__REQUIRED TASKS__.
1. List every person named in the interview introduction.
2. Using the interview introduction, decide whether each statement is true: (a) Rosenfeld directed the Jewish Studies program at Indiana University for 30 years. (b) Rosenfeld founded the Center for the Study of Contemporary Antisemitism in 2011. (c) The interview took place in the summer. Answer yes or no for each and quote the words that settle it.
3. According to the interview introduction, what is the title of Rosenfeld's 2011 book?

__TEXT BLOCK__.
◇ ◇ ◇
This week on Times Will Tell we’re speaking with Prof. Alvin Rosenfeld, the director of Indiana University’s Center for the Study of Contemporary Antisemitism.
Rosenfeld founded the Jewish Studies program at Indiana University some 50 years ago and served as its director for 30 years. But retirement has eluded him: In 2009, after observing the rise of anti-Jewish hostility all over the world, he founded the Center for the Study of Contemporary Antisemitism.
Rosenfeld visited The Times of Israel’s Jerusalem office on a brisk winter day in late December for a wide-ranging interview on reasons behind the recent incremental flourishing of Jew-hatred, as well as his experiences in founding one of the first Jewish Studies programs in the United States.
“The last time I saw Elie [Weisel] shortly before he died, he was very downcast… He looked at me and he said, ‘I’ve failed… Look at the rise of antisemitism today.’ So he thought, I thought, we all thought that the more people come to know about the persecution and mass murder of the Jews the more reluctant anyone would be to speak hostilely against Jews in the public sphere. But we were simply wrong,” said Rosenfeld.
While early in his academic career Rosenfeld was able to concentrate on poets William Blake and John Wheelwright, his recent work is decidedly darker and deals with antisemitism, Holocaust literature and memory, including the 2011 book “The End of the Holocaust,” and the 2021 collection of essays “Contending with Antisemitism in a Rapidly Changing Political Climate.”
The following transcript has been lightly edited.
◇ ◇ ◇
__Point-based annotation data__.
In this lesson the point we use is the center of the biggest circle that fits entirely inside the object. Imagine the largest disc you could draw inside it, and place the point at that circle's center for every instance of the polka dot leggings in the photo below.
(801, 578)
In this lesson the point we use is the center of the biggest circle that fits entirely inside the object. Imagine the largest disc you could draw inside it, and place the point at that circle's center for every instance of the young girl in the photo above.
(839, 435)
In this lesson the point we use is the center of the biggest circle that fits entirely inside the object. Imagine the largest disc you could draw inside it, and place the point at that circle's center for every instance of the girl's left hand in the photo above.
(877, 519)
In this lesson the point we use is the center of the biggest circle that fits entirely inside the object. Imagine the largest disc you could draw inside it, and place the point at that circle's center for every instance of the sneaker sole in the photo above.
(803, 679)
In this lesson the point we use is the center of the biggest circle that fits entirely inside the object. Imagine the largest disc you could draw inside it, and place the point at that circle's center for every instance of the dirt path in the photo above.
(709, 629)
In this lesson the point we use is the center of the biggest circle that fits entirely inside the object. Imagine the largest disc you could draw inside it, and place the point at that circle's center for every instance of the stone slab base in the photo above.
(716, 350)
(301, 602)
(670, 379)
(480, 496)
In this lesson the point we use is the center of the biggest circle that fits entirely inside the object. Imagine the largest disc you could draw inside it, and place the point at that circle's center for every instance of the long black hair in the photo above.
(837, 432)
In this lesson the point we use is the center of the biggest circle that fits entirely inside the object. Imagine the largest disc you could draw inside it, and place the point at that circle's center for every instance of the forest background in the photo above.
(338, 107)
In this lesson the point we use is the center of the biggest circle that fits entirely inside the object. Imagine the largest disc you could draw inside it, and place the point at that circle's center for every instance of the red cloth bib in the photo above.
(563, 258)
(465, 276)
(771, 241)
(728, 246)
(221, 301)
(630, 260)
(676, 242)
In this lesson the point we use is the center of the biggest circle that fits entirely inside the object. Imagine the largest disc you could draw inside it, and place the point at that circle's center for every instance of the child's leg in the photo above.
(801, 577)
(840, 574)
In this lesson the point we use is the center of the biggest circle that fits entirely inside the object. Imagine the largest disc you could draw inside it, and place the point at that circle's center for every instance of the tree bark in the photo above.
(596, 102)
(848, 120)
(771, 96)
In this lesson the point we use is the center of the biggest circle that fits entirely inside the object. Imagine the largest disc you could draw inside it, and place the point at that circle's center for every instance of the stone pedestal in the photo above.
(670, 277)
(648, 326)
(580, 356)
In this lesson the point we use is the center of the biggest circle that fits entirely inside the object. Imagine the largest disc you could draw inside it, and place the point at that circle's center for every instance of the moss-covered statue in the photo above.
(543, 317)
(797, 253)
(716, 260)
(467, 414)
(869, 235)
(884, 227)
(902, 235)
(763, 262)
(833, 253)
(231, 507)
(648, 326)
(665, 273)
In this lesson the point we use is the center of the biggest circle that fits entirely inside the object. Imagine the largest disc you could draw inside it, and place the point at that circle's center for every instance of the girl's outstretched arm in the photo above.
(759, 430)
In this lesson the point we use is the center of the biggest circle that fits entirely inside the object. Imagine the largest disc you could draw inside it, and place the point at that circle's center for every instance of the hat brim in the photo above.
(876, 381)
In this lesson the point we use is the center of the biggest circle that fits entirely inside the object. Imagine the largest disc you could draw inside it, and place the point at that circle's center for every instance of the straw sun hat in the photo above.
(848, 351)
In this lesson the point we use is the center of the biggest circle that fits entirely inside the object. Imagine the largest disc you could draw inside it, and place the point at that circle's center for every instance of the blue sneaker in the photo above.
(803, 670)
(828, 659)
◇ ◇ ◇
__WORKED SOLUTIONS__.
1. Alvin Rosenfeld, Elie Weisel, William Blake, John Wheelwright

2.
(a) Yes: "served as its director for 30 years"
(b) No: "In 2009, after observing the rise of anti-Jewish hostility all over the world, he founded the Center for the Study of Contemporary Antisemitism"
(c) No: "on a brisk winter day in late December"

3. "The End of the Holocaust"